# [Description of the task]
Please reproduce the data below word for word, leaving out the pictures.

Point annotation data
○ ○ ○ ○
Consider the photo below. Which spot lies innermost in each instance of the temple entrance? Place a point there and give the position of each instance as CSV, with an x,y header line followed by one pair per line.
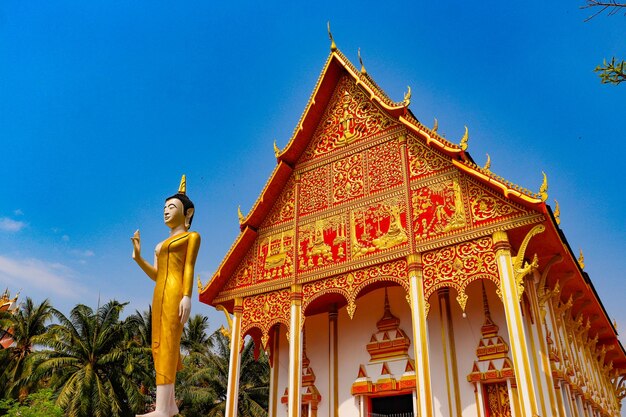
x,y
392,406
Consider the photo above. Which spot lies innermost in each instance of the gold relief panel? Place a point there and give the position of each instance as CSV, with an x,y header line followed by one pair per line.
x,y
438,208
314,190
245,273
384,166
348,178
275,255
349,117
378,227
321,243
284,209
264,311
486,207
423,160
350,284
459,265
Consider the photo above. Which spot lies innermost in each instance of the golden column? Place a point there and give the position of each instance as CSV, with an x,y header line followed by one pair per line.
x,y
232,393
420,335
526,386
333,404
449,352
274,371
295,352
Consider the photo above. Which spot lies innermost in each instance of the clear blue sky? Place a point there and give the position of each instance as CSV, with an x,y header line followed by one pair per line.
x,y
104,104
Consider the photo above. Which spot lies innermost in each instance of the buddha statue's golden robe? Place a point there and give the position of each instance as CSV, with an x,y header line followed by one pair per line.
x,y
175,269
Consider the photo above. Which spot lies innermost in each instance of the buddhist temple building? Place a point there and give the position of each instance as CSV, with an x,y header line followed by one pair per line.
x,y
385,273
9,304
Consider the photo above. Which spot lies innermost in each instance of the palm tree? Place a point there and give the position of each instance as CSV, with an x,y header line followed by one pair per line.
x,y
92,363
212,375
195,337
28,327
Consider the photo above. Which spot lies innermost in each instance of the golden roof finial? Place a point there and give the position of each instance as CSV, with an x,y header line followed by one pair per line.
x,y
363,70
488,163
557,212
240,214
333,45
543,190
407,96
182,188
464,139
276,149
581,260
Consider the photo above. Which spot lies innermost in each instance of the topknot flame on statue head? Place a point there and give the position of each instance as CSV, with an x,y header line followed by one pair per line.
x,y
182,196
182,188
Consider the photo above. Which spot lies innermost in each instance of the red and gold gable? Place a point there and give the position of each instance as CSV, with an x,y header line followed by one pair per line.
x,y
350,117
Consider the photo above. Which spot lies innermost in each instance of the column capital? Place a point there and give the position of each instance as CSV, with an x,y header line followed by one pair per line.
x,y
296,293
501,240
238,307
414,261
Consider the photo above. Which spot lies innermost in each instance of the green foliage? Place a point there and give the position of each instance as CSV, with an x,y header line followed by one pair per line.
x,y
91,364
38,404
613,72
28,326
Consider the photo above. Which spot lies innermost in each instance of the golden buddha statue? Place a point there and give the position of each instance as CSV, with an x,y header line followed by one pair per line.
x,y
173,270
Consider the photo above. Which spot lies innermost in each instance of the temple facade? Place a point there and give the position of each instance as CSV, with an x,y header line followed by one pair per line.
x,y
9,304
385,273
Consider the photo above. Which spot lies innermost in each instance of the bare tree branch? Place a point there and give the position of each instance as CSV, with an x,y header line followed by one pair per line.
x,y
612,6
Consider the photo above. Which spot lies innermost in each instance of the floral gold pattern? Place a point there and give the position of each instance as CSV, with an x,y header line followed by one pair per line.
x,y
457,266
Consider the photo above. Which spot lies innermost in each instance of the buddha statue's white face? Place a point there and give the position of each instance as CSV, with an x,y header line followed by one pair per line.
x,y
173,213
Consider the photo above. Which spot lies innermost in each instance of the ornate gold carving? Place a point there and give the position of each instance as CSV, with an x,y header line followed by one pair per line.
x,y
543,190
498,401
349,117
488,163
407,97
322,242
264,311
458,266
275,255
348,178
581,260
240,215
438,209
522,268
423,160
229,321
464,139
557,212
349,285
333,46
276,149
377,227
384,166
486,206
284,208
314,186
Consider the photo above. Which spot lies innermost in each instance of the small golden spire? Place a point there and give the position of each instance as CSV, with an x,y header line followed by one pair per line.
x,y
240,214
464,139
276,149
557,212
407,96
333,45
488,163
182,188
543,190
581,260
363,70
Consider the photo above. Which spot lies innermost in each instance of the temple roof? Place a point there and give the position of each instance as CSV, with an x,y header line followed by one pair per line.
x,y
552,247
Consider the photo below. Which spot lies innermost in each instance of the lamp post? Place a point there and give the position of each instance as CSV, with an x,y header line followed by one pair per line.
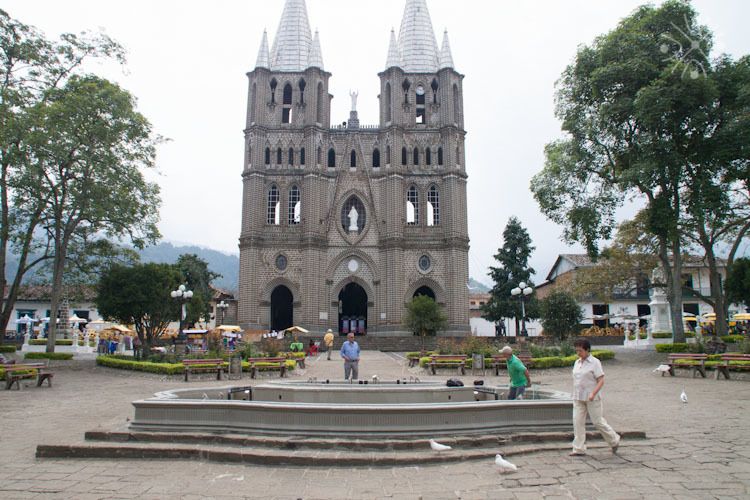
x,y
223,307
522,291
182,295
○ ○ ○ ○
# [Output of the exercise]
Consider the photo below. Which spot lies innermost in each instance of the temple entrance? Place a point there and give the position of each instance as CSV, with an x,y header line followed by one pair per line.
x,y
392,406
Consider the photo above. Which spot lies innermost in each instance of the gold relief panel? Place a point there and give the position of each instance as CSV, with an x,y header line followed by one pair per line.
x,y
438,208
314,190
245,273
384,166
348,178
275,255
349,117
378,227
321,243
284,209
264,311
486,207
423,160
350,284
459,265
Consider the photo above. Which spot lies innermost in each instance of the golden column? Place a point there and give the position of each instance as CSV, with an x,y header line followed by one pair per line.
x,y
232,393
420,335
526,386
333,404
449,352
274,371
295,352
Consider the photo above. Which spot lies innermost in each instance of the clear blue sky? Place a point there and give the position of each instance as CSV, with an x,y header line followed by one pair per line.
x,y
104,104
Consider the photo above. Which spot lies innermost in each instance of the buddha statue's golden robe? Place a point there and give the position of each instance as CSV, with an x,y header line followed by one pair per line.
x,y
175,269
Consider the photo above. Which spot lies innermost in each instance of the buddhist temple building? Place a point there and give the position of each instance as CSV, with an x,y header line followed by one pair per line.
x,y
385,273
9,304
Consider the photo above. Which spot lies innermost in each instance of the palm tree? Place a point there and give the position of each instance as CSV, with an x,y header line followed by one pair per line.
x,y
92,363
212,375
195,337
28,327
Consider the photo above. Which spot lies innermost in each instance of the golden roof finial? Place a point there and give the position of each instance as CSV, with an x,y header line followed by one pair per line.
x,y
363,70
488,163
557,212
240,214
333,45
543,190
407,96
182,188
464,139
276,149
581,260
Consider the photo above. Which spot lies innermost in each instance of the topknot flame on statue head? Place a point there and give the position of each instance as CSV, with an x,y header line followed by one pair per line.
x,y
182,196
182,188
Consider the photo above. Which spot lies innermost in each instance of the red and gold gable? Place a point there and give the position of each instance as CSV, with an x,y header line followed by one pair per line.
x,y
350,117
Consider the photo above. Which spot lies innermost in each instance of the column capital? Place a point there and give the position of each instance as CSV, with an x,y header line followed by one pair per line.
x,y
296,293
501,240
238,307
414,261
Consider the photo above. Which spot lies innermost in each instance of the green foliage? Place a point there and give the position of each instance as CSV, with an x,y header line followed by one pair per line.
x,y
91,364
38,404
613,72
28,326
Consider the photo above. Which spot lies innermost in each instance of the golden buddha statue? Place a point there and give the position of each instance as CSV, with an x,y header line followed by one pair per line.
x,y
173,270
Consider the photo above. Which spot lies innermost in each instance of the temple facade? Place a point there and give the position of each instance as CSV, with an x,y header line followed by one pair per line.
x,y
9,304
385,273
Consider the photo above. Which spot lies innermost in each instance of the bare tree branch? Place a point there and give the position of each instance as CSV, with an x,y header line followed by one pair per line.
x,y
612,6
Consider the photo above. Which spot lies innermost in each instance of the floral gold pattern? Place a point there and give the position of each instance as CSV, with an x,y header line followed by one pair per line.
x,y
457,266
Consider the photo above. Which spot lies innermost in each instance of the buddha statue's white face? Place a point there and give the position of each instance as CSV, with an x,y header line followed by one pair per line.
x,y
173,213
Consider the photo above. Which spot lies innermost in each instance of the ornate gold carving? Place a point there and give the position of each instance as CSV, with an x,y header line followed by one pair per line.
x,y
543,190
498,401
349,117
488,163
407,97
322,242
264,311
458,266
275,255
348,178
581,260
240,215
438,209
522,268
423,160
229,321
464,139
557,212
349,285
333,46
276,149
377,227
384,166
486,206
284,208
314,186
Consider the photo above. Which spot lies innermost in each instance of the small golden spire? Place a point there and give the position of each instance as CSV, with an x,y header line followed by one pair per line.
x,y
240,214
464,139
276,149
557,212
407,96
333,45
488,163
182,188
543,190
581,260
363,70
Consider the photo above. Which spot lies innermost in each instance of the temple roof? Place a point there and give the position of each instance as CSV, with an x,y header line followed by one pair per line.
x,y
552,247
Consider the photo below. Which spot lies innermost in each instance of the lamp post? Place a point there and give the position of each instance as CSV, with an x,y header line followed by one pair per line.
x,y
223,307
522,291
182,295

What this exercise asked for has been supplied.